:: Task ::
Please render the rows from the line with "Reviewer note: make sure each instance of the rusty metal post" through the line with "[(205, 114)]" as a numbered list, both ends included and blank lines omitted. List only those lines.

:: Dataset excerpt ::
Begin

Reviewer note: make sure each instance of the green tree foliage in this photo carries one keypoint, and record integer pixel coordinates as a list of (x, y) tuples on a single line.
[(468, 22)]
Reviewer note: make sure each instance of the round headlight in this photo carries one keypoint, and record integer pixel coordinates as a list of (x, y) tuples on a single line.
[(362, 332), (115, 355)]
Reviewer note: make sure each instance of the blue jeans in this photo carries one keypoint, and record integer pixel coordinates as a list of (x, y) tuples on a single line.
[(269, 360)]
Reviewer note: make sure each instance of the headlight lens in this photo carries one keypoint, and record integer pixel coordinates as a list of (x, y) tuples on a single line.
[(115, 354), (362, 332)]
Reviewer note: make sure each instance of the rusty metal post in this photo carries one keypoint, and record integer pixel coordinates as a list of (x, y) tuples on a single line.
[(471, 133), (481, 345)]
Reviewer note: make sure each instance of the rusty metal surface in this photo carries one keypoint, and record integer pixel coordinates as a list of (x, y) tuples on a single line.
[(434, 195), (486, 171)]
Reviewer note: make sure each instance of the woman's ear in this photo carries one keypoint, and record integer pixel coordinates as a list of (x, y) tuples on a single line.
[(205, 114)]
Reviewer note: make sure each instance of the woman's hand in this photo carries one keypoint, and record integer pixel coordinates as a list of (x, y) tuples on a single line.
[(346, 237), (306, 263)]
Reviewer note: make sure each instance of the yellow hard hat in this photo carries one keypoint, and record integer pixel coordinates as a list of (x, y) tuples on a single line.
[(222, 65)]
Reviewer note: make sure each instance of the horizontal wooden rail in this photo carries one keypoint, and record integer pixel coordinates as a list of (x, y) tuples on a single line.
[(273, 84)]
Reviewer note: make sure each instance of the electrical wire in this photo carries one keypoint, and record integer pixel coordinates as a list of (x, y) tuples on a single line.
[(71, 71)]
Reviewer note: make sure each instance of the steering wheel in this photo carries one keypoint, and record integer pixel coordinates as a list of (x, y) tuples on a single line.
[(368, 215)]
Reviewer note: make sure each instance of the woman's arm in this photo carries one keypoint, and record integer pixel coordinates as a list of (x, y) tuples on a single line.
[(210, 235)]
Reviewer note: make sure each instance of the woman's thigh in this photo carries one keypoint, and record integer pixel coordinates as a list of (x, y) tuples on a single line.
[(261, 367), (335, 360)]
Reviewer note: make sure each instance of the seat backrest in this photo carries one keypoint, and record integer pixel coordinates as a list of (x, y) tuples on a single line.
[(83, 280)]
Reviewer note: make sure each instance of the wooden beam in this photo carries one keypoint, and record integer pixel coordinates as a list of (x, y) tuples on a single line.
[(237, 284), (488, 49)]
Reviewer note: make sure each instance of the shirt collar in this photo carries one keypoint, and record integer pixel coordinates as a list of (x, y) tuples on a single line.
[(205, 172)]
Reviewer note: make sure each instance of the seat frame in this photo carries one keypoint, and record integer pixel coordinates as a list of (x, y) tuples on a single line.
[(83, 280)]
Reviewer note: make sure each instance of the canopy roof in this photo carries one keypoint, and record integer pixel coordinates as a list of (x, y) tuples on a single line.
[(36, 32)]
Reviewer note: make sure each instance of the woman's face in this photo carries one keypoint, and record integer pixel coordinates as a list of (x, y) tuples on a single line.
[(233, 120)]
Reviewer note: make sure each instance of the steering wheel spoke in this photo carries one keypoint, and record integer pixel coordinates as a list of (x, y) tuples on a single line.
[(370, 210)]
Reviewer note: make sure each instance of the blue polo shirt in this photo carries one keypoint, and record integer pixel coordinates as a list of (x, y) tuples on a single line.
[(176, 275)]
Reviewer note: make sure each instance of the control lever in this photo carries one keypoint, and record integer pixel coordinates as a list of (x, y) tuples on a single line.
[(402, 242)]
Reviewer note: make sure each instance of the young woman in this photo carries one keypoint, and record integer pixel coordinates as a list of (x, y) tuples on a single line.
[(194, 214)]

End
Begin

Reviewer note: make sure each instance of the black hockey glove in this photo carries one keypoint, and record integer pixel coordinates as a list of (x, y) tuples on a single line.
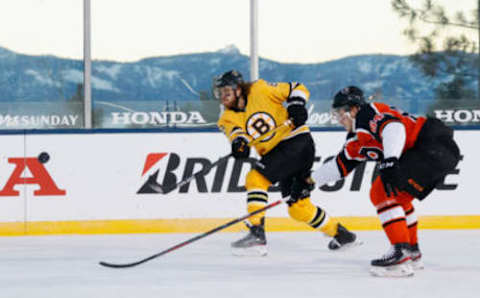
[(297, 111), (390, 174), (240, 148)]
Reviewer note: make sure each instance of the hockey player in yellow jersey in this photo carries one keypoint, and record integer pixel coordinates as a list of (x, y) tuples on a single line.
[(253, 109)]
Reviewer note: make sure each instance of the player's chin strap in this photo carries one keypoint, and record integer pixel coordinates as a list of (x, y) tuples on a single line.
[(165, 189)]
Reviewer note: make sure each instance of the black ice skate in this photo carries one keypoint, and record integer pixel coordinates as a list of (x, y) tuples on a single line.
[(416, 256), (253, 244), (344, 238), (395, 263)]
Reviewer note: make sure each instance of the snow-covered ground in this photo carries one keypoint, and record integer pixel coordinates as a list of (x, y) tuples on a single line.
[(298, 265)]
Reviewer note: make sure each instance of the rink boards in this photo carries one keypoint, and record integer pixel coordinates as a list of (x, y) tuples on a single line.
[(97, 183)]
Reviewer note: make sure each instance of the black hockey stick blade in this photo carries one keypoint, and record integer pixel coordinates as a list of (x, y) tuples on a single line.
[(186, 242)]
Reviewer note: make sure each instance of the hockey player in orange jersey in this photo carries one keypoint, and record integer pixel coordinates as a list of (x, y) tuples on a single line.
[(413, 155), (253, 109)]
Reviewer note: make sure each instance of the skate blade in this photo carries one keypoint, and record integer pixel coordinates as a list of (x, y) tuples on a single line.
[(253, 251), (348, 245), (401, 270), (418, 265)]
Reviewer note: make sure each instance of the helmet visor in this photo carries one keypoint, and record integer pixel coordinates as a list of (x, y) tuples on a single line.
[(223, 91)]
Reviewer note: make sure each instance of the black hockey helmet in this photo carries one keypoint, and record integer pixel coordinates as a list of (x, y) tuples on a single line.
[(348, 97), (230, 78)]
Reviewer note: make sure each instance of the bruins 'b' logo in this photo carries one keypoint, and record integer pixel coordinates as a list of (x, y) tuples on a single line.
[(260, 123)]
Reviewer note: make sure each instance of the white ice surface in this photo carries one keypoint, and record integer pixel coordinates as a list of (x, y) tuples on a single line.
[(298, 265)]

End

:: Exercise answer ::
1. Reviewer note: make sure each instance of the rusty metal post in this photo carries one keypoint, and record integer pixel coordinates as a list of (x, y) tuples on a single line.
2. [(471, 133), (481, 345)]
3. Reviewer note: make sure each instance of the rusty metal surface in this photo carries one keypoint, and record integer pixel coordinates as a list of (x, y) tuples on a single line.
4. [(434, 195), (486, 171)]
5. Reviewer note: make sure each instance of the woman's ear in this photo carries one keypoint, and record integer pixel coordinates as a list of (x, y) tuples on a single line.
6. [(205, 114)]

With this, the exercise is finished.